What you need to do ▸
• A. List every name by which the hotel is called in the hotel history below.
• B. According to the hotel history below, during which decades was the hotel a centre of the Queen Street West music scene?
• C. Continue the history of the Spadina hotel below, starting after its last sentence.
** Reading passage follows **
Toronto Sun columnist Mike Filey speculated that the 1917 change of name from the Zeigler Hotel to the Hotel Spadina was to counter prejudice against German names during World War I.
The Hotel operated under the names Hotel Spadina, or Spadina Hotel for the next eighty years.

In 1982 Douglas Martin, of the New York Times, described the hotel′s bar as a ″cozy, mainly working-class bar″, while he reported Canadians' reaction to one of Pierre Trudeau's speeches.

Over its history it has been home to many notable residents. In the 1960s and 1970s it was a centre of the Queen Street West music scene, and saw such visitors as Leonard Cohen and the Rolling Stones. On the second level, the Cabana Room was a central venue to the strip. The Jack Nicholson film The Last Detail was also partially filmed at the hotel.
** End of Reading passage **
** Data under study follows **
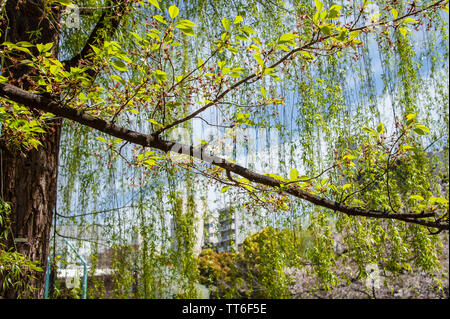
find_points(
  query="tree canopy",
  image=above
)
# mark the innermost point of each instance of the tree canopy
(350, 99)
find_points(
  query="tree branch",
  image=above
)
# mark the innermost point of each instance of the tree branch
(45, 104)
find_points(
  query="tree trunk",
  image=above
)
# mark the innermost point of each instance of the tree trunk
(29, 179)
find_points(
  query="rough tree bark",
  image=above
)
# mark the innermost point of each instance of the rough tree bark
(29, 179)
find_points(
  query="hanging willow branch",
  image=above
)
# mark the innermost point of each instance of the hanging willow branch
(45, 104)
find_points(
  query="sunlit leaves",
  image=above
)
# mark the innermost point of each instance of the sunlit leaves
(237, 20)
(160, 18)
(173, 12)
(44, 47)
(155, 3)
(226, 24)
(394, 13)
(186, 26)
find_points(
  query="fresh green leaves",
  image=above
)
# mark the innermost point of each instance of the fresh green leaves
(173, 12)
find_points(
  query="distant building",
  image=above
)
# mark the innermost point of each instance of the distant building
(226, 229)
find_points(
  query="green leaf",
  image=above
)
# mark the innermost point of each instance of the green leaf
(293, 174)
(155, 3)
(119, 65)
(421, 129)
(199, 62)
(153, 121)
(410, 118)
(326, 30)
(258, 59)
(287, 37)
(224, 189)
(416, 197)
(101, 139)
(187, 23)
(394, 13)
(403, 31)
(319, 5)
(410, 20)
(226, 23)
(160, 75)
(380, 128)
(237, 20)
(173, 11)
(307, 54)
(334, 11)
(160, 19)
(263, 92)
(44, 47)
(369, 130)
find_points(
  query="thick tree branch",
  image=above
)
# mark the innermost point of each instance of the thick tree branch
** End of Data under study **
Answers by task ▸
• A. Zeigler Hotel, Hotel Spadina, Spadina Hotel

• B. The 1960s and 1970s.

• C.
According to the National Post, Ernest Hemingway, who was a reporter for the Toronto Star before he became a famous writer, used to stay there. They reported that Leonard Cohen and the Tragically Hip used to perform there. According to the BC Music Review, it was also one of the venues of Toronto's punk scene.

The hotel was renamed the Global Village Backpackers in 1997 and the once seedy hotel became a welcoming youth hostel to Toronto, Ontario. With 190 beds (four people per room) it was the largest youth hostel in Toronto. The hostel closed on January 20, 2014.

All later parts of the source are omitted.